Every single entry needs to appear again exactly as given.

====

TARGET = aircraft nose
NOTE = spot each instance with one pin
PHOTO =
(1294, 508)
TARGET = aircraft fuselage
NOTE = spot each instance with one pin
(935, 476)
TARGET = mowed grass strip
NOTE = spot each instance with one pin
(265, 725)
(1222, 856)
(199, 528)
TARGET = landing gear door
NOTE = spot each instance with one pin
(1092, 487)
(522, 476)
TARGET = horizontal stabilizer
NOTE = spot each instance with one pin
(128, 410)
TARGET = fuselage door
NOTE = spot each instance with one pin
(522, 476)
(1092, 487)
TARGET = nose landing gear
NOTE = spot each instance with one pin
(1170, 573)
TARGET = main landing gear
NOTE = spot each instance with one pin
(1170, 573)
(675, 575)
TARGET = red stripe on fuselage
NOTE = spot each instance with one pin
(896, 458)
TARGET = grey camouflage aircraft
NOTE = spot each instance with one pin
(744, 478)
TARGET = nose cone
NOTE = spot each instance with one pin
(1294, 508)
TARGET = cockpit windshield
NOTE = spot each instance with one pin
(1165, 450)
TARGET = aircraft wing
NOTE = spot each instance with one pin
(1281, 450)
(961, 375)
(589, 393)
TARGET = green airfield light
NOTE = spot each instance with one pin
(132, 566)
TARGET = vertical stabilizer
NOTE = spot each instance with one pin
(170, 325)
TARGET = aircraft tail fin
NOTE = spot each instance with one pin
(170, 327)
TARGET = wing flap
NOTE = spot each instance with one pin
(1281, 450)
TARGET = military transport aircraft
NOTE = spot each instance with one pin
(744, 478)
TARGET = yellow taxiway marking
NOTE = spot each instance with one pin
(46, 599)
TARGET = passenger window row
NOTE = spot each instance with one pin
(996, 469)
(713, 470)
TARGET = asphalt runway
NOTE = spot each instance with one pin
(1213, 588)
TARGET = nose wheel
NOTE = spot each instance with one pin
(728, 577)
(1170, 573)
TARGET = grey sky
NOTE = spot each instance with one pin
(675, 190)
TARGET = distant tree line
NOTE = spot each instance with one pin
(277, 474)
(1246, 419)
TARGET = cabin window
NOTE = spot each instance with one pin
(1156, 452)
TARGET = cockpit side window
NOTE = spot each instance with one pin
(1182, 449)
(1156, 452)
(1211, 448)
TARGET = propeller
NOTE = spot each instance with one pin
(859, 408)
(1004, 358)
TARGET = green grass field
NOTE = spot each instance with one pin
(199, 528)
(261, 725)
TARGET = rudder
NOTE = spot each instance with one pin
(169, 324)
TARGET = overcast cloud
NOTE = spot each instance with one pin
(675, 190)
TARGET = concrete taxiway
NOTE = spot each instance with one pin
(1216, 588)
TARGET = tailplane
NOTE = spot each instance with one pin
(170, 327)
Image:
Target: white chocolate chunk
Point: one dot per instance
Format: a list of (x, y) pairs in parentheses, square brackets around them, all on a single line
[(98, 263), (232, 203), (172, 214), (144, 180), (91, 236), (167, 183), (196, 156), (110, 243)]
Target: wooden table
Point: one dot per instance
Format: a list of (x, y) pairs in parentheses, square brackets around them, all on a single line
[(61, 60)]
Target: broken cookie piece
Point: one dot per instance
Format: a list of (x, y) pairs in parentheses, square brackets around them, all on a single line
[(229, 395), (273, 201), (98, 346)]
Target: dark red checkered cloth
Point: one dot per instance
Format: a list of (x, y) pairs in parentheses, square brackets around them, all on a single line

====

Solution to this task.
TARGET = aircraft nose
NOTE = spot each instance with one pin
PHOTO =
(1294, 508)
TARGET = aircraft fuselage
NOTE = spot each instance with one pin
(935, 476)
TARGET = mowed grass strip
NOTE = spot each instance with one pin
(265, 725)
(1222, 856)
(199, 528)
TARGET = landing gear door
NOTE = spot each instance with one pin
(1092, 487)
(522, 476)
TARGET = horizontal stabilizer
NOTE = spot each instance with one pin
(128, 410)
TARGET = fuselage door
NOTE = spot each instance with one pin
(522, 476)
(1092, 487)
TARGET = nose landing gear
NOTE = spot each instance with one pin
(1170, 573)
TARGET = main landing gear
NOTE = spot each instance with one pin
(1170, 573)
(675, 575)
TARGET = red stripe on fuselage
NOTE = spot each instance with one pin
(896, 458)
TARGET = grey camouflage aircraft
NOTE = spot each instance with one pin
(744, 478)
TARGET = nose cone
NOTE = spot each instance with one pin
(1294, 508)
TARGET = cockpit windshield
NOTE = spot each instance with one pin
(1165, 450)
TARGET = aircraft wing
NOTE = spot each instance with one pin
(1281, 450)
(961, 375)
(589, 393)
TARGET = green airfield light
NOTE = spot each instance with one pin
(132, 566)
TARGET = vertical stabilizer
NOTE = spot each instance with one pin
(170, 325)
TARGET = aircraft tail fin
NOTE = spot each instance with one pin
(170, 327)
TARGET = wing flap
NOTE = spot each instance with one pin
(1281, 450)
TARGET = military transport aircraft
NOTE = spot each instance with one pin
(744, 478)
TARGET = yellow taxiway marking
NOTE = spot each instance with one pin
(46, 599)
TARGET = passenger window row
NOTE = spot each instance with one pin
(996, 469)
(713, 470)
TARGET = asphalt runway
NOTE = spot each instance with one pin
(1213, 588)
TARGET = nose wheel
NOTE = spot each instance with one pin
(728, 577)
(1170, 573)
TARGET = grey sky
NOTE = spot each instance with one pin
(675, 190)
TARGET = distant tree line
NOTE = spot each instance with one pin
(277, 474)
(1246, 419)
TARGET = cabin window
NOTE = spot each instance with one pin
(1156, 452)
TARGET = cockpit side window
NOTE = spot each instance with one pin
(1182, 449)
(1156, 452)
(1211, 448)
TARGET = propeller
NOTE = spot each instance with one pin
(859, 408)
(1004, 358)
TARGET = green grass field
NOTE = spot each instance with one pin
(199, 528)
(261, 725)
TARGET = rudder
NOTE = spot each instance with one pin
(169, 324)
TARGET = overcast cloud
NOTE = spot each instance with one pin
(675, 190)
TARGET = concrete taxiway
NOTE = spot each instance with one pin
(1216, 588)
TARGET = tailplane
NOTE = spot each instance with one pin
(170, 327)
Image:
Target: white chocolate chunk
Point: one dot per instance
Format: a list of (x, y) pairs in parentheses, square brackets around them, all on a single line
[(98, 263), (232, 203), (172, 214), (144, 180), (91, 236), (167, 183), (196, 156), (110, 243)]
Target: wooden table
Point: one dot per instance
Format: a list of (x, y) pairs in parentheses, square brackets around them, all on a single line
[(61, 60)]
Target: broken cookie piece
Point: one dot per instance
Format: a list of (x, y) pairs in parentheses, square brackets around them, all on a single line
[(229, 395), (273, 201), (98, 346)]
Target: dark red checkered cloth
Point: one dot per instance
Format: a list of (x, y) pairs in parentheses, square brackets around them, all on a single line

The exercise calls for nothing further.